- _Work instructions_: Could you recast the rows below as a two-column Markdown table headed "No." and "Line", covering only the lines from the one containing "sky is and give its bounding box." through the one containing "[202,84,263,192]", leaving out blank lines and numbering each line in order?

- - - - - - -

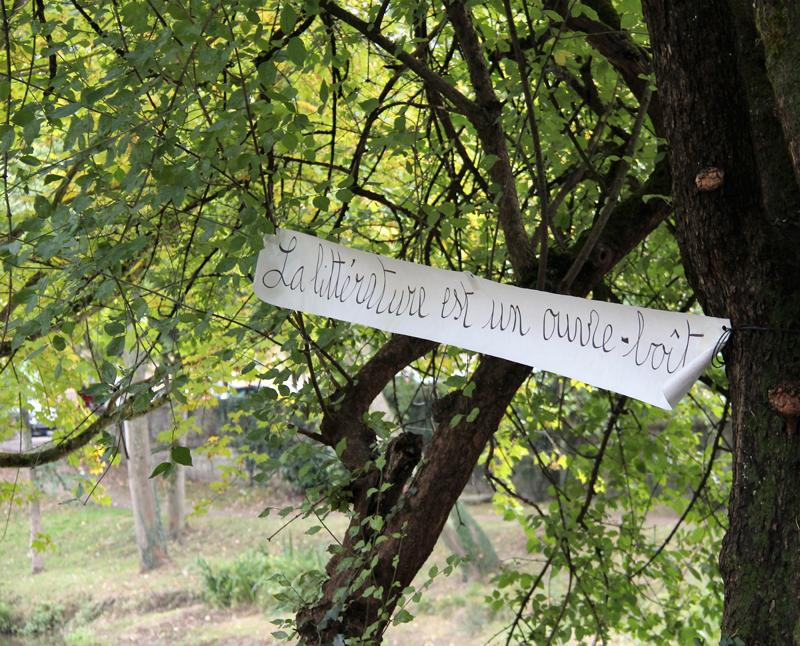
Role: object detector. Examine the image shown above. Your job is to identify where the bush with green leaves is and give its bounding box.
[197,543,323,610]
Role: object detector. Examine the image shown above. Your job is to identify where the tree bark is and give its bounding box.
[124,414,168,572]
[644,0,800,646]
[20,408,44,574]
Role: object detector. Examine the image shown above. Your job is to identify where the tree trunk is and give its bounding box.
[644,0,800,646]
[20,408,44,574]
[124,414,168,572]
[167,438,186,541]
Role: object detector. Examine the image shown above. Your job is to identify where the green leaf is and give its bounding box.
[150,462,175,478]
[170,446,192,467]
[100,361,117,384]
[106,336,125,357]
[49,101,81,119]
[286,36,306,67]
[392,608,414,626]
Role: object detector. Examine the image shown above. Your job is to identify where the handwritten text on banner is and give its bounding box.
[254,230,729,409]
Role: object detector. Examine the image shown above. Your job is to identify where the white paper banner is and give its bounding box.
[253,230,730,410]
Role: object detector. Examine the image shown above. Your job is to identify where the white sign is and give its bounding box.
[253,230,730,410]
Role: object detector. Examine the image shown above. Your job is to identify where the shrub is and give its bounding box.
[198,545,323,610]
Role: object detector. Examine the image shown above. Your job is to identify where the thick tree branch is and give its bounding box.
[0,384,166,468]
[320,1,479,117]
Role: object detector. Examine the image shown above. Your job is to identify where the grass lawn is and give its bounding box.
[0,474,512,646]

- - - - - - -

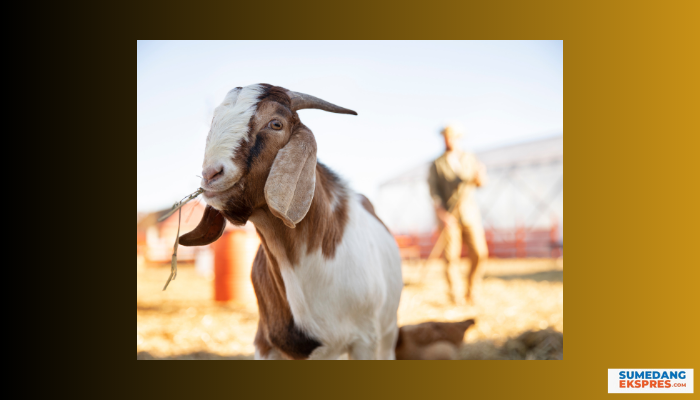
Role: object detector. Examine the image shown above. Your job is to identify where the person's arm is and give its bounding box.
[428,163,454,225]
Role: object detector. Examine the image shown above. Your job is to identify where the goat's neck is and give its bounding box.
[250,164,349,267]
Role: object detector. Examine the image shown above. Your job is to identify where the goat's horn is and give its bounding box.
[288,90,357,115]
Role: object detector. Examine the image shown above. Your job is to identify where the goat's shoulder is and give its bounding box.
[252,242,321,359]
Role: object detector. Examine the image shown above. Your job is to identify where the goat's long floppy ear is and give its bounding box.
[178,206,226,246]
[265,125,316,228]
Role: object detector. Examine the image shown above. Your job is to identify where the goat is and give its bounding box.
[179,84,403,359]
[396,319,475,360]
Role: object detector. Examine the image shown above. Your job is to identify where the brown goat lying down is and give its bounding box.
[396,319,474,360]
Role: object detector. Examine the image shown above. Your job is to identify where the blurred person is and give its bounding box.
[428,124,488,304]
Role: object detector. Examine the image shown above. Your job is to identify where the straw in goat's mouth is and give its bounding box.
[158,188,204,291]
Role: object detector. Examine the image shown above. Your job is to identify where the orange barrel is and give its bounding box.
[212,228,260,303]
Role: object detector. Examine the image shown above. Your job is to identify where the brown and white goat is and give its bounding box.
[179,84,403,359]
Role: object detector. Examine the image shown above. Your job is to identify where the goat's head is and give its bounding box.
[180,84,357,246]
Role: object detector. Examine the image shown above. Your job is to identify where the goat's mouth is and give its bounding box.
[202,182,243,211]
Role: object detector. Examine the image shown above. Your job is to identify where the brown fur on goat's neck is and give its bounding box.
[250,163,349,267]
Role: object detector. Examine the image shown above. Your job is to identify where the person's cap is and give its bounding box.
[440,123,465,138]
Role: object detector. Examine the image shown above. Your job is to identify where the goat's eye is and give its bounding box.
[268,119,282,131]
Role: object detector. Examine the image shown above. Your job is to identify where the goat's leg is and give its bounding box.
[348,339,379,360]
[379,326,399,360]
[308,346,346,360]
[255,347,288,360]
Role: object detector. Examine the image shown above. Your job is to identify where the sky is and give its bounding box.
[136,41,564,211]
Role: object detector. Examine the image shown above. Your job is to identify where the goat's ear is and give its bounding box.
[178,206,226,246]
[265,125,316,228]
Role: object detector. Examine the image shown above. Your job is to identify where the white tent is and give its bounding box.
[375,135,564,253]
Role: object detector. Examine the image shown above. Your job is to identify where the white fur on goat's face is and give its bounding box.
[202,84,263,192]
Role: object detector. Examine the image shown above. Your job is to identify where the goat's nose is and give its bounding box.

- - - - - - -

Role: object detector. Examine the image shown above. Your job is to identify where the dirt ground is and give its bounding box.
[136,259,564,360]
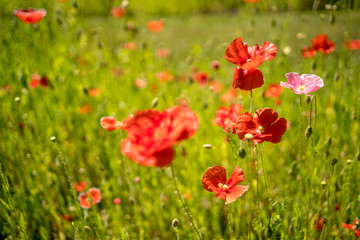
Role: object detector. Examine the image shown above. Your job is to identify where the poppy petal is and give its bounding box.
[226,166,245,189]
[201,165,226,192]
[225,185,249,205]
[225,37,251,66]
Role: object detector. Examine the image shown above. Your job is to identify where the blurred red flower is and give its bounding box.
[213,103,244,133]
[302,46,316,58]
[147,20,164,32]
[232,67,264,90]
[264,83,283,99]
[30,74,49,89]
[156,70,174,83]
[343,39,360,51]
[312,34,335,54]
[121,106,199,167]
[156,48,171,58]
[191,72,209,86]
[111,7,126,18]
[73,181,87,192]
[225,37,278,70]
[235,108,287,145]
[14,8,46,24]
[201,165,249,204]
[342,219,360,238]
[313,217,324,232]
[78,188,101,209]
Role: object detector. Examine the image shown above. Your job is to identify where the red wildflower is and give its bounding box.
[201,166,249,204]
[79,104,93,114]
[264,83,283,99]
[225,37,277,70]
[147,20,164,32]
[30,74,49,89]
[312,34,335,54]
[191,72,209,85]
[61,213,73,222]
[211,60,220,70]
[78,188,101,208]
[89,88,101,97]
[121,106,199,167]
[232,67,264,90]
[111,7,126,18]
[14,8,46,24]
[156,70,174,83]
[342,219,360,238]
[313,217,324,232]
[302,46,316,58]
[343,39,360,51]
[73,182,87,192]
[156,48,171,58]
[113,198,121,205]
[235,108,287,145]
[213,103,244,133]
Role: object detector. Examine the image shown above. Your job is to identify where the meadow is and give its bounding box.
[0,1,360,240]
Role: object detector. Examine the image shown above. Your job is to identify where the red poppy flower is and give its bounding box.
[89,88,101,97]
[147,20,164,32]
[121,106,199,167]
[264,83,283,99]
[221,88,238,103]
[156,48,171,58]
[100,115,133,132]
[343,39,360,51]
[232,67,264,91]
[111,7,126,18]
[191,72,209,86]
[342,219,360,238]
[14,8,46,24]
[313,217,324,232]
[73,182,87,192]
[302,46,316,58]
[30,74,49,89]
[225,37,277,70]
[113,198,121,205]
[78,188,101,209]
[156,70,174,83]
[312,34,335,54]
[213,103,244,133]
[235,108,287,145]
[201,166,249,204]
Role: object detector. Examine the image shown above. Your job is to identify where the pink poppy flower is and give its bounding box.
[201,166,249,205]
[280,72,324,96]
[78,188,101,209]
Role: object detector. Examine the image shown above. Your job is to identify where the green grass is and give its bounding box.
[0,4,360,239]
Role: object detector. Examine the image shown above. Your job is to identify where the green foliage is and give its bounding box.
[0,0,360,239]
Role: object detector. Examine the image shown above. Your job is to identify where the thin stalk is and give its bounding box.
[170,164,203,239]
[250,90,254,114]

- - - - - - -

- _Task solution_:
| No. | Line |
|---|---|
| 1 | Role: object detector. Examine the image shown above. Your job is to identify where the sky is and give its bounding box. |
| 2 | [136,41,564,211] |
| 3 | Role: object detector. Examine the image shown above. Your job is to identify where the goat's ear is and give its bounding box. |
| 4 | [178,206,226,246] |
| 5 | [265,125,316,228] |
| 6 | Role: object detector. Examine the image shown above. Your job is to identify where the white tent is and give its bounding box. |
| 7 | [375,135,564,253] |
| 8 | Role: object detector. Examine the image shown above. Your job is to identify where the white fur on goat's face is and give its bounding box. |
| 9 | [202,84,263,192] |